Dalam tulisan tentang partai politik, berapa kali pemilu disebut telah berhasil dilaksanakan sejak zaman demokrasi parlementer sampai era reformasi?

### Teks bacaan
┌──

Pada dasarnya, itu adalah hal yang biasa—alih-alih disebut ‘memuakkan’—bahwasanya jalanan ibukota adalah tempat yang nyaman bagi partai-partai politik untuk beriklan dengan murah. Akan tetapi apa yang sampai membuat saya terpicu untuk menulis hal ini adalah perihal bahwa, bagi saya, partai yang diperkenalkan itu ternyata memiliki gagasan yang menggelikan:



Bagaimana kesan pertama yang anda dapat?

Partai politik pada umumnya dapat didefinisikan sebagai sebuah kelompok teroganisir yang anggotanya mempunyai orientasi, nilai-nilai, dan cita-cita yang sama. Tujuan kelompok ini adalah untuk memperoleh kekuasaan politik dan merebut kedudukan untuk melaksanakan kebijakan-kebijakan mereka.
Undang-undang negara kita juga secara gamblang mendefinisikan partai politik adalah “Organisasi yang bersifat nasional dan dibentuk oleh sekelompok warga negara Indonesia secara sukarela atas dasar kesamaan kehendak dan citacita untuk memperjuangkan dan membela kepentingan politik anggota, masyarakat, bangsa dan negara, serta memelihara keutuhan Negara Kesatuan Republik Indonesia berdasarkan Pancasila dan Undang-Undang Dasar Negara Republik Indonesia Tahun 1945.”

Tujuh dekade Indonesia merdeka, setidaknya tiga generasi sudah merasakan proses berpolitik di negeri ini. Mulai dari zaman demokrasi parlementer sampai dengan era reformasi, lebih dari sepuluh kali pemilu telah berhasil dilaksanakan dengan baik (anda boleh mengabaikan pemilu pada masa orba kalau anda tidak setuju dengan data yang saya sebutkan). Ratusan partai juga telah berpartisipasi dengan damai di semua pemilu tersebut.

└──

### Data yang diberikan
┌──

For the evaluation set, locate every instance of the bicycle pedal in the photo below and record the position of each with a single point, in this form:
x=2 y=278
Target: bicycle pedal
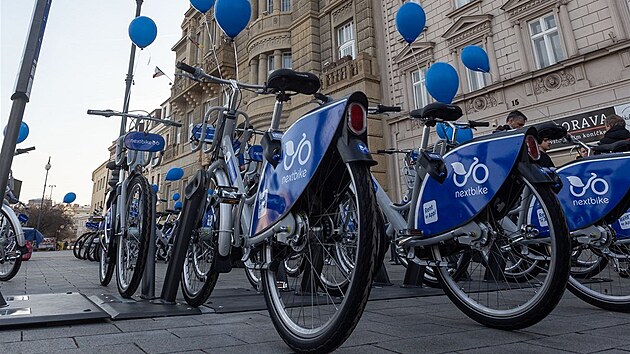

└──

### Jawaban
Lebih dari sepuluh kali.